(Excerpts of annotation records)
━━━━━━━━━━━━━━━━━━━━━━━━━━━━━━

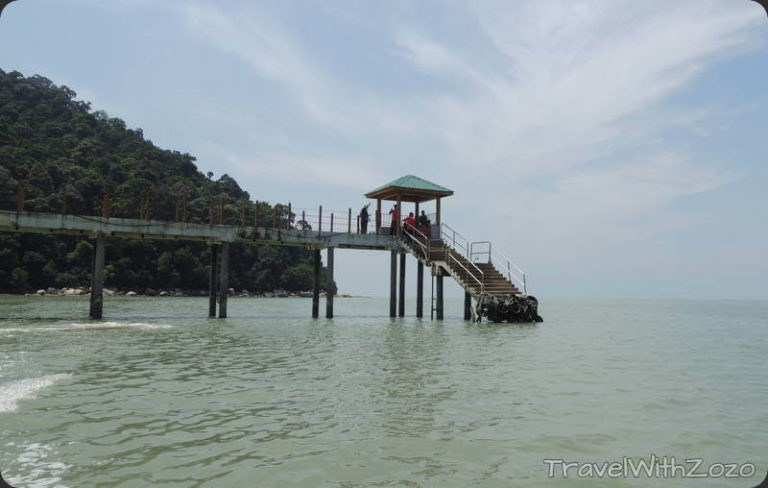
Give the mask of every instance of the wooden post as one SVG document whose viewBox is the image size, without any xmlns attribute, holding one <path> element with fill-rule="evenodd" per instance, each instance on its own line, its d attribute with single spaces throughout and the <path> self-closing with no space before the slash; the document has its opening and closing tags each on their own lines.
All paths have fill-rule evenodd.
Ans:
<svg viewBox="0 0 768 488">
<path fill-rule="evenodd" d="M 101 216 L 105 219 L 109 218 L 109 194 L 107 193 L 101 197 Z"/>
<path fill-rule="evenodd" d="M 403 221 L 403 205 L 400 195 L 397 196 L 397 223 L 392 222 L 392 225 L 395 225 L 395 235 L 398 237 L 402 235 L 403 229 L 402 225 L 400 225 L 400 222 Z"/>
<path fill-rule="evenodd" d="M 19 192 L 16 195 L 16 211 L 17 212 L 23 212 L 24 211 L 24 199 L 26 198 L 26 188 L 24 188 L 24 183 L 19 183 Z"/>
<path fill-rule="evenodd" d="M 312 261 L 314 267 L 314 282 L 312 283 L 312 318 L 316 319 L 320 316 L 320 249 L 312 251 Z"/>
<path fill-rule="evenodd" d="M 219 318 L 227 318 L 227 297 L 229 296 L 229 243 L 221 244 L 221 265 L 219 268 Z"/>
<path fill-rule="evenodd" d="M 88 314 L 92 319 L 100 319 L 104 308 L 104 239 L 104 234 L 96 235 L 91 277 L 91 310 Z"/>
<path fill-rule="evenodd" d="M 211 268 L 208 272 L 208 316 L 216 316 L 216 277 L 219 275 L 219 245 L 211 244 Z"/>
<path fill-rule="evenodd" d="M 437 277 L 435 278 L 437 281 L 437 287 L 436 287 L 436 294 L 435 297 L 435 315 L 437 320 L 443 320 L 444 315 L 444 309 L 443 309 L 443 270 L 438 268 Z"/>
<path fill-rule="evenodd" d="M 405 253 L 400 253 L 400 296 L 397 315 L 405 317 Z"/>
<path fill-rule="evenodd" d="M 397 313 L 397 251 L 392 251 L 389 269 L 389 316 Z"/>
<path fill-rule="evenodd" d="M 333 215 L 333 214 L 331 214 Z M 333 318 L 333 295 L 336 293 L 336 286 L 333 283 L 333 248 L 328 248 L 328 280 L 325 283 L 325 318 Z"/>
<path fill-rule="evenodd" d="M 472 295 L 468 291 L 464 292 L 464 320 L 472 318 Z"/>
<path fill-rule="evenodd" d="M 416 317 L 424 316 L 424 263 L 416 259 Z"/>
</svg>

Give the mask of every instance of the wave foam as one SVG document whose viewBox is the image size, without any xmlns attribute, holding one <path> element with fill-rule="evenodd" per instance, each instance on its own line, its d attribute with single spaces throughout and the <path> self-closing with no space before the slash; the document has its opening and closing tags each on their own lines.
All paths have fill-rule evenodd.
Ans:
<svg viewBox="0 0 768 488">
<path fill-rule="evenodd" d="M 71 377 L 71 374 L 52 374 L 2 384 L 0 385 L 0 412 L 13 412 L 19 401 L 34 398 L 35 394 L 43 388 Z"/>
<path fill-rule="evenodd" d="M 2 334 L 14 334 L 19 332 L 63 332 L 69 330 L 107 330 L 107 329 L 140 329 L 157 330 L 170 329 L 170 325 L 150 324 L 148 322 L 92 322 L 92 323 L 72 323 L 56 325 L 53 327 L 13 327 L 0 328 Z"/>
</svg>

━━━━━━━━━━━━━━━━━━━━━━━━━━━━━━

Task brief: Rescale everything from the line containing "Give the mask of every instance of the wave" down to the end of the listing, and reproduce the request lines unchanged. In the answers, multiply every number (the viewBox dimensions and the path coordinates) by 1.45, rounding each result to a whole number with halves going up.

Right answer:
Give the mask of every instance of the wave foam as one SVG document whose viewBox is the image size, without any xmlns attribute, holding one <path> element with fill-rule="evenodd" per instance, each instance on its own line, its d attribute with single spaces throughout and the <path> self-closing with no space before the slash; the document has its opening and closing tags each on their own lines.
All paths have fill-rule evenodd.
Ans:
<svg viewBox="0 0 1114 708">
<path fill-rule="evenodd" d="M 103 547 L 103 542 L 75 542 L 3 557 L 0 558 L 0 597 L 19 597 L 28 581 L 49 577 L 51 571 L 62 563 Z"/>
<path fill-rule="evenodd" d="M 3 484 L 20 484 L 28 481 L 91 481 L 100 479 L 155 479 L 155 477 L 203 477 L 228 479 L 247 477 L 247 471 L 218 470 L 215 467 L 133 467 L 133 468 L 104 468 L 81 471 L 77 474 L 19 474 L 0 476 Z"/>
</svg>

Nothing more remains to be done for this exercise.